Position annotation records
((

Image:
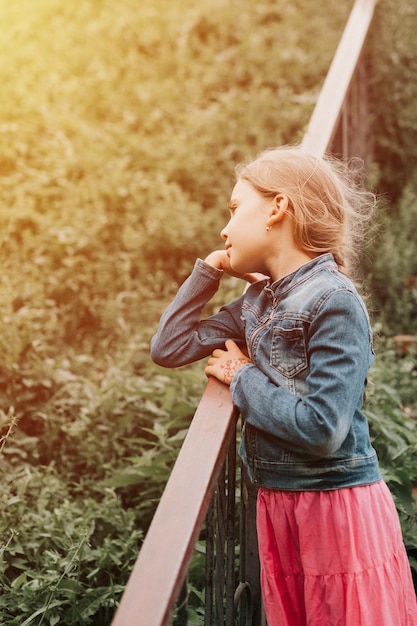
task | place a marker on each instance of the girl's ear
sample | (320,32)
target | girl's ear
(278,209)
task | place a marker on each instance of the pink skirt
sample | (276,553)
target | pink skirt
(334,558)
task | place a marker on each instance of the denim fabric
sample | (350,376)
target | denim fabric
(309,338)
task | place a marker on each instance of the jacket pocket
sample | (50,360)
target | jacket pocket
(288,348)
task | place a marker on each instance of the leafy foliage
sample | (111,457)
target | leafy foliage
(120,127)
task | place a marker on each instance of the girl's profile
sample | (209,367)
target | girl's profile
(295,350)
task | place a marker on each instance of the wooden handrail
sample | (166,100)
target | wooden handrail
(326,115)
(163,560)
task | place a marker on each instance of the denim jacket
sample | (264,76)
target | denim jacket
(310,343)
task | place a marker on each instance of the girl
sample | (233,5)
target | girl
(295,350)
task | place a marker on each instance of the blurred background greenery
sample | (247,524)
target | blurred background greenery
(120,127)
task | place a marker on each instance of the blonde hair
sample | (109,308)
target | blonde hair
(327,201)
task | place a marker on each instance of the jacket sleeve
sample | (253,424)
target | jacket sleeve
(182,337)
(340,353)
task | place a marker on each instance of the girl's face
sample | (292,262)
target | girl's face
(245,235)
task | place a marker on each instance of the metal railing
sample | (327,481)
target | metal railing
(202,485)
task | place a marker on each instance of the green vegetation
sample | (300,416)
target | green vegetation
(120,126)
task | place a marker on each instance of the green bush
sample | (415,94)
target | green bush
(392,269)
(121,124)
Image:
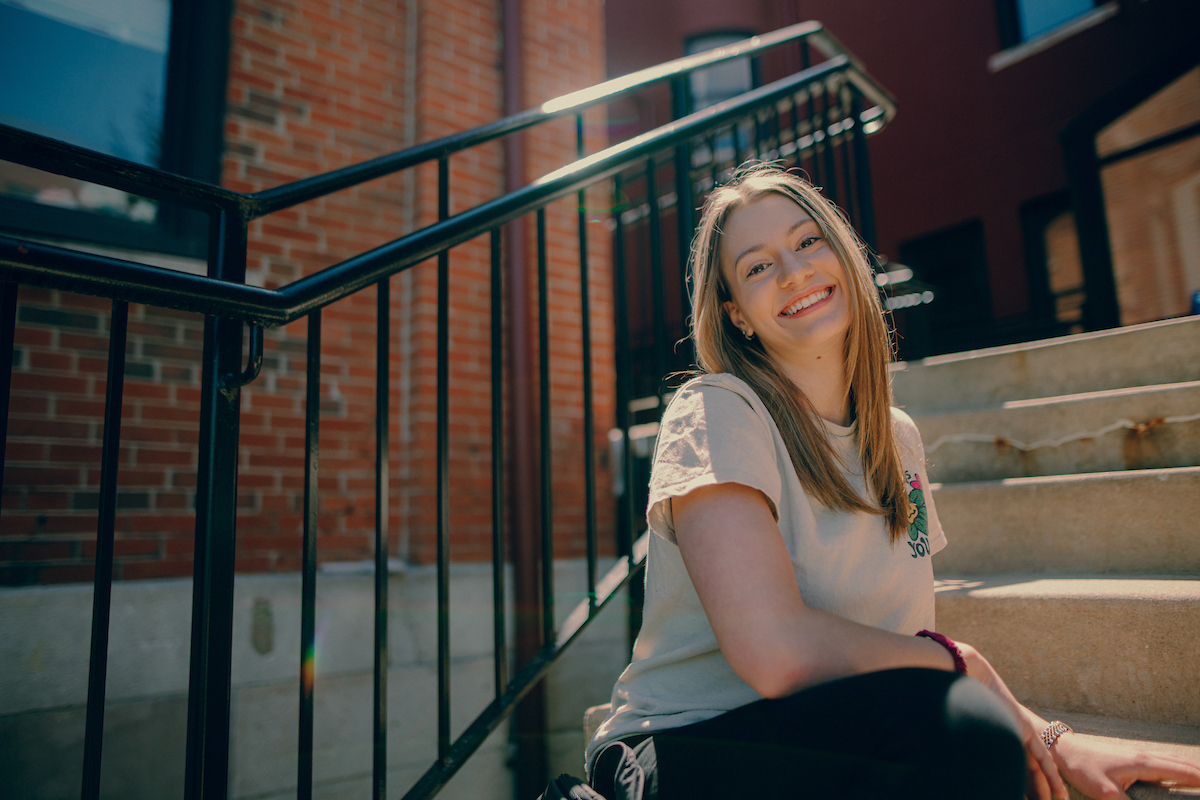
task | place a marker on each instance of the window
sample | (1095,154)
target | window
(112,77)
(954,264)
(1021,20)
(723,80)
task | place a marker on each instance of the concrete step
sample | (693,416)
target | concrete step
(1182,741)
(1139,355)
(1121,648)
(1143,427)
(1123,522)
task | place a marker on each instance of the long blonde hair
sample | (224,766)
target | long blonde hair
(721,347)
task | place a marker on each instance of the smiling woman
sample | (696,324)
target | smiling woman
(787,645)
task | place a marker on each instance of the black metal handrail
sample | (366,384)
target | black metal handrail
(59,157)
(817,114)
(111,277)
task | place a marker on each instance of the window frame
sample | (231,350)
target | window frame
(192,144)
(739,34)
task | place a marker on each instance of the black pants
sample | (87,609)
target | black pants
(901,733)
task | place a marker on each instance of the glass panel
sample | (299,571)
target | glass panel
(1043,16)
(721,82)
(90,72)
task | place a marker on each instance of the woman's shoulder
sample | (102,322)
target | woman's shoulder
(906,432)
(715,391)
(713,397)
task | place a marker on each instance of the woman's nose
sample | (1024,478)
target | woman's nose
(795,269)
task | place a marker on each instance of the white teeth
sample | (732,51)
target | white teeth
(805,302)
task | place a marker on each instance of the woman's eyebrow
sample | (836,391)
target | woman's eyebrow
(751,248)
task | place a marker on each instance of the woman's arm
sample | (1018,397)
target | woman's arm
(737,560)
(743,575)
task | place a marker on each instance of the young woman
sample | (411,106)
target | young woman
(778,655)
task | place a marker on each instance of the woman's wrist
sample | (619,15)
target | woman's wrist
(960,665)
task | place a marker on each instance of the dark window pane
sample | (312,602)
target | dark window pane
(90,73)
(1043,16)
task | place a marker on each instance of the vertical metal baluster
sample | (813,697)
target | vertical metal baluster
(795,116)
(831,163)
(627,515)
(757,136)
(713,166)
(844,139)
(778,131)
(309,559)
(383,417)
(207,773)
(547,505)
(810,101)
(589,458)
(443,433)
(624,370)
(863,175)
(499,632)
(7,336)
(681,97)
(661,346)
(106,525)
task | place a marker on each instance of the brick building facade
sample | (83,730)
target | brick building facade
(315,85)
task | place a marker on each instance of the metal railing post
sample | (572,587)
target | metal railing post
(207,775)
(106,522)
(7,332)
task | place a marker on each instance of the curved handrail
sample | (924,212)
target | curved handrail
(87,274)
(63,158)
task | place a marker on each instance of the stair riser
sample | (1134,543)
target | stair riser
(1135,522)
(1128,659)
(1140,355)
(1159,445)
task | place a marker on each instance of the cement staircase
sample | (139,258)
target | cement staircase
(1067,476)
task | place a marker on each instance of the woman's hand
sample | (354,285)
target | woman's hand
(1044,781)
(1104,770)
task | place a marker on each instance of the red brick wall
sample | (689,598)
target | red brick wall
(313,86)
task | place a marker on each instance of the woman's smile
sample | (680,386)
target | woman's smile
(787,287)
(807,301)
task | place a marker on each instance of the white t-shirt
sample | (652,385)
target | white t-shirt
(718,431)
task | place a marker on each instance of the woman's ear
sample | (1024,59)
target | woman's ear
(731,308)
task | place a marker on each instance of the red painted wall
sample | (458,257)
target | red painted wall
(966,142)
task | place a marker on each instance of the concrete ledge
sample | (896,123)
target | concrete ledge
(1120,522)
(1138,355)
(1075,433)
(1121,648)
(1181,741)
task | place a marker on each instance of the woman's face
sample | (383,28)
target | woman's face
(786,283)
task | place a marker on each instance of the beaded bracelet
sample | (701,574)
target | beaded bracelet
(960,665)
(1054,731)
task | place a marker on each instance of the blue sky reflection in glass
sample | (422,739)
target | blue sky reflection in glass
(90,72)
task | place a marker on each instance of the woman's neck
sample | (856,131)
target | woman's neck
(822,378)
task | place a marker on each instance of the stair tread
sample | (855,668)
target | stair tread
(1159,738)
(1042,587)
(1075,397)
(1073,477)
(1042,344)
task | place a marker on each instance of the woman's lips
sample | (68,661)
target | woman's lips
(807,302)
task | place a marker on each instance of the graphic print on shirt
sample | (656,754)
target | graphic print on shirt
(918,517)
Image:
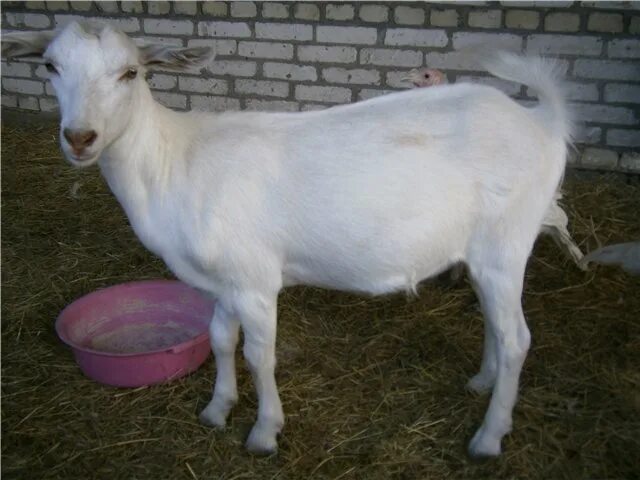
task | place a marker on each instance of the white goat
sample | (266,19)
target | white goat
(370,197)
(556,220)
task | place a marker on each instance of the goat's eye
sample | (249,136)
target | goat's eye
(129,74)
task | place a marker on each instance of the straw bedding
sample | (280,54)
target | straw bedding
(372,387)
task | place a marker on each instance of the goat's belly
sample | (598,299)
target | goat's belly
(364,273)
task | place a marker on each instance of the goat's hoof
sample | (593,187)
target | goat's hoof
(213,416)
(484,445)
(480,384)
(262,442)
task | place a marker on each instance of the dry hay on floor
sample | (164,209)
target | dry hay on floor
(372,387)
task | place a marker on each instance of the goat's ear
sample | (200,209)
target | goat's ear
(175,58)
(21,44)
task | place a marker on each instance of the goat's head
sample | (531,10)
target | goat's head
(98,76)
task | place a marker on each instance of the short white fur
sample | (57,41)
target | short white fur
(370,197)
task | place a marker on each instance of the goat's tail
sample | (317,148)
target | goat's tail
(546,78)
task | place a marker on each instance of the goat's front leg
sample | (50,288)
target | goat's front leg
(223,332)
(257,314)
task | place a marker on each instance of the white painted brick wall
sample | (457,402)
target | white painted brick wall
(284,31)
(127,25)
(171,100)
(416,37)
(624,138)
(564,44)
(288,71)
(16,69)
(215,104)
(605,69)
(160,81)
(275,10)
(404,15)
(168,27)
(621,92)
(290,56)
(28,87)
(203,85)
(324,54)
(352,76)
(265,50)
(394,58)
(508,41)
(235,68)
(624,48)
(361,35)
(271,105)
(323,94)
(374,13)
(224,29)
(265,88)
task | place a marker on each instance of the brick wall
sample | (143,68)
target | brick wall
(309,55)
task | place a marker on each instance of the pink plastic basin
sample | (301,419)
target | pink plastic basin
(138,333)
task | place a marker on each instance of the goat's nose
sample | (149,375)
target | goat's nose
(80,139)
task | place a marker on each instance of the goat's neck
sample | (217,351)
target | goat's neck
(138,165)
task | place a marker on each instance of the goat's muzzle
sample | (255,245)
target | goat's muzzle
(79,140)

))

**Given task:**
Copy out all of the records above word for word, leaving out the pictures.

**Complete answer:**
Image:
task | place a marker on each instance of the girl's ear
sample | (320,32)
target | girl's ear
(278,209)
task | place a marker on each instance of the pink skirt
sample | (276,553)
target | pink skirt
(334,558)
task | place a marker on each instance of the denim fabric
sample | (350,376)
target | denim fabric
(309,338)
task | place a marker on each instance of the jacket pocket
sample | (50,360)
target | jacket pocket
(288,348)
task | place a marker on each instance of the leafy foliage
sample | (111,457)
target | leafy foliage
(120,127)
task | place a marker on each instance of the girl's profile
sample | (209,367)
target | girl's profile
(295,350)
task | place a marker on each instance of the wooden handrail
sample | (166,100)
target | wooden handrail
(326,115)
(163,560)
task | place a marker on each instance of the denim jacket
sample | (264,76)
target | denim jacket
(310,343)
task | place a marker on each instance of the girl
sample | (233,5)
target | girl
(295,350)
task | place a marker on each instance of the blurred background greenery
sample | (247,524)
target | blurred background greenery
(120,127)
task | place a marker on each instance of the blonde hair
sample | (109,308)
target | blonde hair
(327,201)
task | place a marker on each instance of the jacket sleeve
sample | (253,424)
target | jacket sleeve
(182,337)
(340,353)
task | place a marker on each instance of the girl's face
sample | (292,262)
target | girl's face
(245,235)
task | place a marker on each instance of the metal railing
sample | (327,481)
target | metal railing
(202,485)
task | place a marker on each instance of the green vegetation
sample | (300,416)
target | green vegetation
(120,126)
task | place a marker on each instance of the green bush
sample | (415,94)
target | green bush
(392,269)
(121,124)
Image:
task | place a marker on each instance of the window
sample | (1095,154)
target | window
(112,77)
(954,264)
(1021,20)
(723,80)
task | place a marker on each instance of the concrete step
sample | (693,416)
target | concrete step
(1182,741)
(1139,355)
(1121,648)
(1143,427)
(1123,522)
task | place a marker on each instance of the long blonde hair
sample | (224,766)
target | long blonde hair
(721,347)
task | place a marker on each instance of the smiling woman
sample | (696,324)
target | smiling woman
(787,645)
task | place a marker on each instance of the black metal handrail
sample | (366,384)
target | black metal handrail
(59,157)
(817,114)
(111,277)
task | place a marker on each instance of the window frame
sample | (231,350)
target | window frame
(192,144)
(739,34)
task | place a marker on each instance of the black pants
sample | (87,609)
target | black pants
(901,733)
task | place a marker on each instance of the glass panel
sample | (299,571)
target | glass panel
(1043,16)
(721,82)
(90,72)
task | place a marker on each instance of the woman's shoulder
sample | (102,322)
target | woman's shoulder
(906,432)
(715,391)
(713,397)
task | place a marker on each instance of the woman's nose
sample | (1024,478)
target | woman's nose
(795,269)
task | place a marker on each instance of the white teeth
sample | (732,51)
target | white teeth
(805,302)
task | place a marker on each instance of the woman's eyebrow
sample | (836,391)
target | woman's eyebrow
(751,248)
task | place a marker on each instance of the woman's arm
sample | (1018,397)
target | woman's arm
(737,560)
(743,575)
task | place a marker on each instance of the young woman
sample | (411,106)
target | young woman
(778,655)
task | place a marker on each instance of the woman's wrist
sample | (619,15)
target | woman's wrist
(960,665)
task | place a marker on each instance of the dark window pane
sample | (312,602)
target | dark window pane
(90,73)
(1043,16)
task | place a marker on each instance of the vertical metal baluster
sample | (813,697)
target | vertical metal baluster
(795,116)
(831,163)
(627,515)
(757,136)
(713,166)
(844,139)
(778,131)
(309,559)
(383,417)
(207,773)
(547,505)
(810,101)
(589,458)
(443,433)
(624,370)
(863,175)
(499,632)
(7,336)
(681,97)
(661,346)
(106,525)
task | place a marker on each instance of the brick building facade
sample | (83,730)
target | brick building facade
(315,85)
task | place a marker on each instance of the metal railing post
sample | (572,587)
target | metal railing post
(207,775)
(106,522)
(7,332)
task | place a marker on each instance of the curved handrail
sample | (924,212)
target | curved handrail
(87,274)
(63,158)
task | place a marker on each instance of the stair riser
sample | (1134,543)
target | stair riser
(1135,522)
(1128,659)
(1140,355)
(1159,445)
task | place a marker on each instance of the cement staircase
sample | (139,258)
target | cement staircase
(1067,476)
task | place a marker on each instance of the woman's hand
sample | (354,285)
target | woman's hand
(1044,781)
(1104,770)
task | place a marker on each instance of the red brick wall
sample | (689,598)
target | red brick wall
(313,86)
task | place a marker on each instance of the woman's smile
sample | (680,386)
target | woman's smile
(787,287)
(807,301)
task | place a marker on each instance of the white t-shirt
sample | (652,385)
target | white t-shirt
(718,431)
task | place a marker on each instance of the woman's ear
sample | (1024,59)
target | woman's ear
(731,308)
task | place a marker on each instance of the red painted wall
sample | (458,257)
target | red painted wall
(966,142)
task | place a marker on each instance of the concrete ledge
sample | (896,123)
target | concrete ledge
(1120,522)
(1138,355)
(1075,433)
(1121,648)
(1181,741)
task | place a marker on each instance of the woman's face
sample | (383,28)
target | woman's face
(786,283)
task | place a marker on each instance of the beaded bracelet
sample | (701,574)
target | beaded bracelet
(960,665)
(1054,731)
task | place a marker on each instance of the blue sky reflection in glass
sample | (422,739)
target | blue sky reflection in glass
(90,72)
task | place a marker on each instance of the woman's neck
sample | (856,131)
target | woman's neck
(822,378)
task | place a marker on each instance of the stair tread
sample | (855,668)
target | stair tread
(1159,738)
(1042,587)
(1075,397)
(1073,477)
(1042,344)
task | place a marker on each instance of the woman's lips
sample | (68,661)
target | woman's lips
(807,302)
task | place a marker on each instance of the graphic print on shirt
sample | (656,754)
target | graphic print on shirt
(918,517)
Image:
task | place a marker on each instance of the white goat
sample | (266,19)
target | white goat
(370,197)
(556,220)
task | place a marker on each instance of the goat's eye
sample | (249,136)
target | goat's eye
(129,74)
task | place a marker on each instance of the straw bedding
sample | (280,54)
target | straw bedding
(372,387)
task | place a marker on each instance of the goat's belly
sample | (598,299)
target | goat's belly
(364,273)
task | place a marker on each instance of the goat's hoof
sample | (593,187)
target | goat's hoof
(213,416)
(484,445)
(480,384)
(262,442)
task | place a marker on each instance of the dry hay on floor
sample | (164,209)
target | dry hay on floor
(372,387)
task | place a marker on each instance of the goat's ear
sample | (200,209)
target | goat's ear
(175,58)
(21,44)
task | place a marker on each instance of the goat's head
sample | (531,10)
target | goat's head
(98,76)
task | place a marker on each instance of the short white fur
sample | (57,41)
target | short white fur
(370,197)
task | place a marker on each instance of the goat's tail
sample | (317,148)
target | goat's tail
(546,78)
task | place a marker on each instance of the goat's front leg
sample | (50,288)
target | goat's front leg
(223,332)
(257,314)
task | place a marker on each instance of the white painted brick wall
sample | (457,402)
target | white painted brick wall
(284,31)
(127,25)
(171,100)
(416,37)
(624,138)
(564,44)
(288,71)
(16,69)
(215,104)
(605,69)
(160,81)
(275,10)
(404,15)
(168,27)
(621,92)
(290,56)
(28,87)
(203,85)
(324,54)
(352,76)
(265,50)
(394,58)
(508,41)
(235,68)
(624,48)
(361,35)
(271,105)
(323,94)
(374,13)
(224,29)
(265,88)
task | place a marker on each instance of the brick wall
sample | (143,68)
target | brick wall
(309,55)
task | place a marker on each instance of the pink plastic basin
sample | (301,419)
target | pink plastic basin
(138,333)
task | place a marker on each instance of the goat's nose
sample | (149,375)
target | goat's nose
(80,139)
task | place a marker on each instance of the goat's neck
sample | (217,351)
target | goat's neck
(138,165)
task | place a marker on each instance of the goat's muzzle
sample | (255,245)
target | goat's muzzle
(79,140)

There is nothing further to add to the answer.